**Work required**. Retype the data below exactly; skip every image.

**Entries supplied**.
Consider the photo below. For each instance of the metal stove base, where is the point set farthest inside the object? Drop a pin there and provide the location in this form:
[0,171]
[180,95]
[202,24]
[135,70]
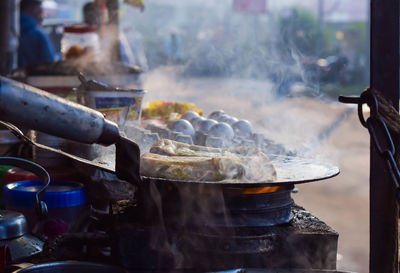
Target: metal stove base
[305,242]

**Your response**.
Consider the photo below. For each instance of the metal stove base, where is the point set farthest inside the object? Drop a pin there and provide the location in this form:
[0,171]
[180,95]
[202,24]
[135,70]
Target: metal stove base
[305,242]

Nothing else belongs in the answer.